Rewrite every line of the data from the line with "-- sample [1238,175]." through the last line, requests included. Multiply each answer coordinate by 1.05 and round to whole numbers, halves up, but leave the sample coordinates in the requests as they are.

# DATA
········

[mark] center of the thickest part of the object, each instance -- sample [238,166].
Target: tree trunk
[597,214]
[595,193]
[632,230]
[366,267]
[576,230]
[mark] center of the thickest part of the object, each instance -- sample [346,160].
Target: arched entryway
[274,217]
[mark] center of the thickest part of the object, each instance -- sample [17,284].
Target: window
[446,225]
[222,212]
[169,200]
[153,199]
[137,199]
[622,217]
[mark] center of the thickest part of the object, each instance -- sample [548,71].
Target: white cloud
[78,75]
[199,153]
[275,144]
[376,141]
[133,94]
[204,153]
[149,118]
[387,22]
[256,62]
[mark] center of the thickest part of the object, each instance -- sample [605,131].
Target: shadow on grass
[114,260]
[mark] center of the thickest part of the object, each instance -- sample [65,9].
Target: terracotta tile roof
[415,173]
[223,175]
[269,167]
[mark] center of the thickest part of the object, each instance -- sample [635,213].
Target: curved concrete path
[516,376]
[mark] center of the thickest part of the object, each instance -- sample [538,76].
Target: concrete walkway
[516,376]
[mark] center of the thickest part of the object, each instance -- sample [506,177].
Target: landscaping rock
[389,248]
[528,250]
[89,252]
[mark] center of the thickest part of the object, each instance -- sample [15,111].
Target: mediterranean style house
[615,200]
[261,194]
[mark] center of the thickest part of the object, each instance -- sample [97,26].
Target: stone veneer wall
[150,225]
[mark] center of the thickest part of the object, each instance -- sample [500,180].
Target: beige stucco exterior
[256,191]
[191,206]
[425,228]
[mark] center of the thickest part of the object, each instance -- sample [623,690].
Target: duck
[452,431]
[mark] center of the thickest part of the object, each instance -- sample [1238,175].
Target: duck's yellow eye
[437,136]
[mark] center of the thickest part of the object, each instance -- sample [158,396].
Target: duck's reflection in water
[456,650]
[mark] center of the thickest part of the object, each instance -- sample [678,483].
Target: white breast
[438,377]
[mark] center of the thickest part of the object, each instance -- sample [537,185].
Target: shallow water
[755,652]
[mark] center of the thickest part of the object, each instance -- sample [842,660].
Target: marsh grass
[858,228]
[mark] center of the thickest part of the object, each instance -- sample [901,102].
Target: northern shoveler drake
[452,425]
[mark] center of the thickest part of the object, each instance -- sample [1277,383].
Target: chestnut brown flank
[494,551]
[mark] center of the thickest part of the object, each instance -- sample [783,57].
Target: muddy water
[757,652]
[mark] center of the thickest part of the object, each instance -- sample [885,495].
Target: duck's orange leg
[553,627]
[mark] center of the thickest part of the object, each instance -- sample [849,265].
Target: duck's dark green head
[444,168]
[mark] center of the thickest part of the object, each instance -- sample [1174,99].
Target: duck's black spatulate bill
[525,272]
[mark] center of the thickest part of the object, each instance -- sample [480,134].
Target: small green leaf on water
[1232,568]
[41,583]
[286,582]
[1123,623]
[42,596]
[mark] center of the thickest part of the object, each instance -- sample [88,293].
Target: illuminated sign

········

# RESULT OF THE EXERCISE
[mark] center of the thickest part of the object, each instance -- sample [1238,175].
Target: duck's yellow eye
[459,143]
[mark] center of the thickest part of the object, each instance -- sample [158,396].
Target: duck's reflection in water
[479,683]
[mark] center of the thickest part of the object, each instance -- sample [678,483].
Target: white breast
[460,396]
[mark] center of the thickest part of the object, each instance -- sample [537,185].
Target: shallow water
[793,685]
[mark] center of the thickest part of the object, each instance -- sample [842,660].
Target: marsh grass
[901,239]
[mark] center of the thickest part of the object, each instance -- sample [901,102].
Target: northern shoveler drake
[475,446]
[mark] center of the thickest part of the object, each instance -- sample [1277,383].
Target: chestnut brown flank
[519,579]
[mark] center of the thickest part of the object, each instance -- sample [783,57].
Target: muddy water
[795,685]
[mark] center of the thickest part of the object, each instance -- sample [885,495].
Target: duck's orange leg
[581,658]
[mark] center of the thickest part of the object, each instance -- sample [849,265].
Target: duck's dark green head
[466,176]
[mark] center of the thickest part of the object, each instance -- sample [1174,99].
Target: duck's black spatulate bill
[551,286]
[mark] center of the thickest part of the object, each instance -- sample [480,134].
Target: small green leaf on water
[1294,596]
[43,612]
[300,611]
[1179,654]
[44,626]
[mark] center of the thickest part of the object, each instance -- sample [88,293].
Target: illuminated sign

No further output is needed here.